#### [SOURCE EXCERPT]
--- start ---
Unfortunately, “Ancestors” also requires a heroic reader to plow through the sometimes plodding narrative, which tends to bog down in lengthy lists of Chinese names, dates, places, official titles and literary allusions. These can be charming; they can also be deadly for the uninitiated. Qin Yao, for example, a 16th-Century worthy, served variously as the right supervising secretary of the Office of Scrutiny of War, left supervising secretary of the Office of Scrutiny for Punishments, chief supervising secretary of the Office of Scrutiny for Personnel, vice minister of the Court of Imperial Sacrifices and an official of the Court of the Imperial Stud and the Court of Imperial Entertainments. When Ching’s family flees Shanghai for Hong Kong to escape the Japanese at the outset of World War II, he relates that after they disembarked, the ship continued on to Venice, Trieste, and Brindisi by way of Singapore, Colombo, Bombay and Port Said. It almost seems the author cannot bear to let go of a single fact he uncovered.

Another shortcoming is that because clan histories largely excluded less virtuous members and contained little about women beyond their names, the book tends to be a recitation of the careers of distinguished men.
--- end ---
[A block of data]
--- start ---
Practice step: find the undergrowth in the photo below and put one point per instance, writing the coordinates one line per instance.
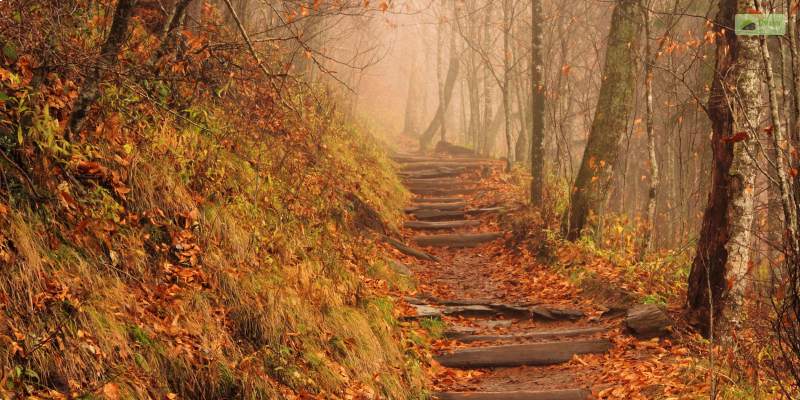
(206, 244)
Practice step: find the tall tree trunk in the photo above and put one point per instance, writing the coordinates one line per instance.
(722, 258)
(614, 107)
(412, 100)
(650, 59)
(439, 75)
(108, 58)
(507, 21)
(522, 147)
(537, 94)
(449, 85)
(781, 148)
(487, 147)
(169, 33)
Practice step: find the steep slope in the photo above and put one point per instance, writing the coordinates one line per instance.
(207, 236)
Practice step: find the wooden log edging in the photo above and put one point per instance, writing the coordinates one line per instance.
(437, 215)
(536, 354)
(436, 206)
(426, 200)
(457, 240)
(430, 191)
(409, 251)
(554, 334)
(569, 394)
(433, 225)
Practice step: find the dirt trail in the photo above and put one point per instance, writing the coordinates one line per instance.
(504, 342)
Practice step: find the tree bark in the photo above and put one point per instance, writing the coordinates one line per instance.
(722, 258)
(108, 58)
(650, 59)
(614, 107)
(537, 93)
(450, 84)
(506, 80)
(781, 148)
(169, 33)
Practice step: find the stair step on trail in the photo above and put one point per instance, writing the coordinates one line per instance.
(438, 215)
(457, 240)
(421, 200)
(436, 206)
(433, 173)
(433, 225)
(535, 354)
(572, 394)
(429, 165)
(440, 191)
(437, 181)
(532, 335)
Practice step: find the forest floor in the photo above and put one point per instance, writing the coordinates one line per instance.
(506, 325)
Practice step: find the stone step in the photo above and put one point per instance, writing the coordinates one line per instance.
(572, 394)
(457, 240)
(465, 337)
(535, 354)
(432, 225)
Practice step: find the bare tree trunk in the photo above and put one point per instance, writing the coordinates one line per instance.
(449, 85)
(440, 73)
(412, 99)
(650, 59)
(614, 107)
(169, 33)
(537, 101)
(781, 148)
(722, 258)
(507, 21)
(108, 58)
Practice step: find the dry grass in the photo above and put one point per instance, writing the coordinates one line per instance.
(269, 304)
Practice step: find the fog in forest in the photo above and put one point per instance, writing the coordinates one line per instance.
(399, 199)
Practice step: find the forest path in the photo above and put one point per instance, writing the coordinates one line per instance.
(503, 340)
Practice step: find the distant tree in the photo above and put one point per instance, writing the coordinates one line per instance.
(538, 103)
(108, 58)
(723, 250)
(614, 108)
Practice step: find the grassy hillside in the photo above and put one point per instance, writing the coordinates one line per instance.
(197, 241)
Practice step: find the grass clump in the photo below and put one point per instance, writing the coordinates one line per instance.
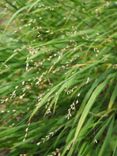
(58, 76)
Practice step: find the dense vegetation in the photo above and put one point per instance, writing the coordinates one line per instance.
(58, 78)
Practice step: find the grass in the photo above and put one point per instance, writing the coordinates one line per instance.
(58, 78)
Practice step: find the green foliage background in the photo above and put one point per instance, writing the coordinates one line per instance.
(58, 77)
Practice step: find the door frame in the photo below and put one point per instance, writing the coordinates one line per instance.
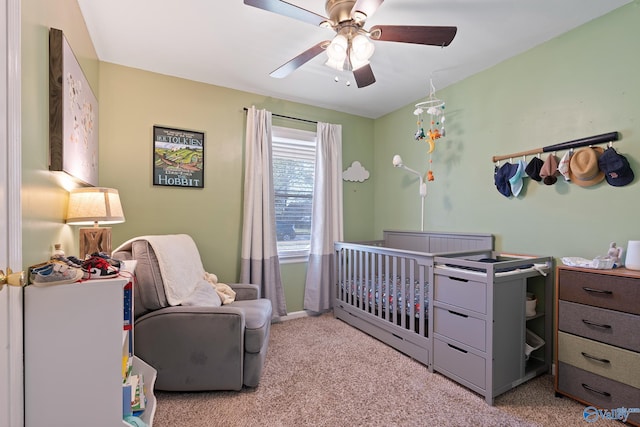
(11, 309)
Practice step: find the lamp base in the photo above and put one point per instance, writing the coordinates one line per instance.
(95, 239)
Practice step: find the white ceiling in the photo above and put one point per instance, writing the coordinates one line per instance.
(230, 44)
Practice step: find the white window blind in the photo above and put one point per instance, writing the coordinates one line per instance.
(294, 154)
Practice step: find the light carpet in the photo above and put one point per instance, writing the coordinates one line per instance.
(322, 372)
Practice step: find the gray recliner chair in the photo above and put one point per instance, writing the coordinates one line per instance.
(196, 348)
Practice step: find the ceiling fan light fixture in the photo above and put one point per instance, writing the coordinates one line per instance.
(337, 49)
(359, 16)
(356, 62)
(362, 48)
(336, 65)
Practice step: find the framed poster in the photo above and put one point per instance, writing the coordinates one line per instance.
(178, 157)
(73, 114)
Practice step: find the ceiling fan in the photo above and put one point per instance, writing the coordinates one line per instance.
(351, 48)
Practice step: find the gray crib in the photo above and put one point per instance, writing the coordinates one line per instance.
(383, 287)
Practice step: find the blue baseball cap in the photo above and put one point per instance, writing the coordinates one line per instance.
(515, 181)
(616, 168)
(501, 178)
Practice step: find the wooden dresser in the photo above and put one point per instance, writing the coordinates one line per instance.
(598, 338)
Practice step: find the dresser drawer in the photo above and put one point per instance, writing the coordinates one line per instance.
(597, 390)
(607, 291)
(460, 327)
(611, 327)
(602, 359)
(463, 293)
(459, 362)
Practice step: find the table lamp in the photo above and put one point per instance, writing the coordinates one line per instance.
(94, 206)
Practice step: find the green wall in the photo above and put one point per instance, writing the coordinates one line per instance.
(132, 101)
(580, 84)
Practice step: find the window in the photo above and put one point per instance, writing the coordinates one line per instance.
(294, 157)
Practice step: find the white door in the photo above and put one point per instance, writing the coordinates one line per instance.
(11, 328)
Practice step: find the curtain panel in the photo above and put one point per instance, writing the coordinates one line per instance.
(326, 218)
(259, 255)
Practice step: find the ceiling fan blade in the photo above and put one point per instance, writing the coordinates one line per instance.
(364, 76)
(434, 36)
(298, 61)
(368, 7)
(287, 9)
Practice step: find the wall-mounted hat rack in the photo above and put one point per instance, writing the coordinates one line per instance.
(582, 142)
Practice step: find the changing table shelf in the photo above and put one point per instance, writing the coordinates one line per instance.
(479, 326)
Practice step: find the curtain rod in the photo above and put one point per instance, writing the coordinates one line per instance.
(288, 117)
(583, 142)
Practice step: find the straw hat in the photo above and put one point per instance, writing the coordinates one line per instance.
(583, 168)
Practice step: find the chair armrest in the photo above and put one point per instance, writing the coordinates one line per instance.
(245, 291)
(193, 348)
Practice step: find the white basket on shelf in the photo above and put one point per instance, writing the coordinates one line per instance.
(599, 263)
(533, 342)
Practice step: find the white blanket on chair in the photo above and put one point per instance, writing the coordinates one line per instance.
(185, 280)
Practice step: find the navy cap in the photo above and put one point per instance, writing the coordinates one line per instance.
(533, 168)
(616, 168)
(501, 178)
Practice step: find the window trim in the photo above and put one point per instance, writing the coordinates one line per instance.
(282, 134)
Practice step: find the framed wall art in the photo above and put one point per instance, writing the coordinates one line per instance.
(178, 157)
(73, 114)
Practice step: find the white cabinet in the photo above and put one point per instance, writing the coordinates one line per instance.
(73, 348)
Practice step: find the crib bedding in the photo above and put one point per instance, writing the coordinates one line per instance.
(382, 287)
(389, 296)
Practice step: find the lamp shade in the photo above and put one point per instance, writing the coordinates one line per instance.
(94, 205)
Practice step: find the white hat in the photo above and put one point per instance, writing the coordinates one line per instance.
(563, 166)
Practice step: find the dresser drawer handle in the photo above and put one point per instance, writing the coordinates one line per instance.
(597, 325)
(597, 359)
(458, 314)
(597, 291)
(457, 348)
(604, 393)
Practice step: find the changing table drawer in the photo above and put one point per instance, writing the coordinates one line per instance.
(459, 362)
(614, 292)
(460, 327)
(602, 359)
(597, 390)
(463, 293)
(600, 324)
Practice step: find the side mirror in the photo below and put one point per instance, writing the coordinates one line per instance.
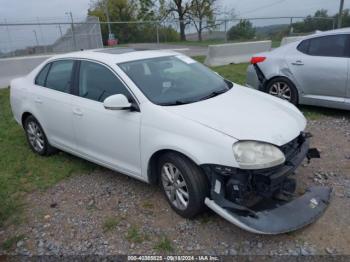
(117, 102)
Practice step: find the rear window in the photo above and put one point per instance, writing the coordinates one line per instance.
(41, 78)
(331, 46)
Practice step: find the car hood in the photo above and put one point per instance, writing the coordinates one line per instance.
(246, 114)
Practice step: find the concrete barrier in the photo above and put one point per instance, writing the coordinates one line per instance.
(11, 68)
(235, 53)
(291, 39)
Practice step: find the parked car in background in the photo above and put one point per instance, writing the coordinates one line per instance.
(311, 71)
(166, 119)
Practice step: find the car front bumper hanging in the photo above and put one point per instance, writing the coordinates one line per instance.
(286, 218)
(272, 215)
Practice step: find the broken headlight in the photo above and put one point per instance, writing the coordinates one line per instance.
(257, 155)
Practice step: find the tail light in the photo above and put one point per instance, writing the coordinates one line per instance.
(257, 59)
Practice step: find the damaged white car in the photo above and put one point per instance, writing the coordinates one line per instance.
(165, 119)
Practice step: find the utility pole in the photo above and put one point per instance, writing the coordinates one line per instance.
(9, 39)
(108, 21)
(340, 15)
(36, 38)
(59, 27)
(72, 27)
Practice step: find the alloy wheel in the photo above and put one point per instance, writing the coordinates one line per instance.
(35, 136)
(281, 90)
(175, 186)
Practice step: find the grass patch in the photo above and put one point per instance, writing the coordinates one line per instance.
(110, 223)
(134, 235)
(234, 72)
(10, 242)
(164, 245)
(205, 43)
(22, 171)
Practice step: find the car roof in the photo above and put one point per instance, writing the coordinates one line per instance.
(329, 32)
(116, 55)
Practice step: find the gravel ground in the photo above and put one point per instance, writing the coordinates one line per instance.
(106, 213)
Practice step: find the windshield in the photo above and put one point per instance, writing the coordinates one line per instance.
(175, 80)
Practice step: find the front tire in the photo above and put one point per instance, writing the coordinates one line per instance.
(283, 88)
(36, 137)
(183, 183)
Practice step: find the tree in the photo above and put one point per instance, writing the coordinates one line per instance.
--- end ---
#### [JOB A]
Duplicate the stretch of the review of "Ancestors" from "Another shortcoming is" through "of distinguished men.".
#### [JOB B]
According to the review of "Ancestors," to which city did Ching's family flee from Shanghai to escape the Japanese at the outset of World War II?
#### [JOB C]
Resume the review of "Ancestors" from where it stops.

#### [EXERCISE RESULT A]
Another shortcoming is that because clan histories largely excluded less virtuous members and contained little about women beyond their names, the book tends to be a recitation of the careers of distinguished men.

#### [EXERCISE RESULT B]
Hong Kong

#### [EXERCISE RESULT C]
Nevertheless, the Qins often emerge as engaging characters and their lives offer unusual insight into Chinese culture. Qin Huitian, an 18th-Century notable who rose to be vice minister of punishments, once had to resolve the case of a man who fatally stabbed his wife and wounded her lover while they were engaged in an act of adultery. He was arrested, not for killing his wife, but for the injury to her lover, who turned out to be his uncle. By Confucian precepts, it was a grievous offense to raise one’s hand against one’s elders. The uncle was condemned to death for adultery; the husband for having struck his uncle. But when the case came to Ching’s ancestor for review, he found a loophole that allowed the husband to be pardoned. The emperor was pleased with his reasoning.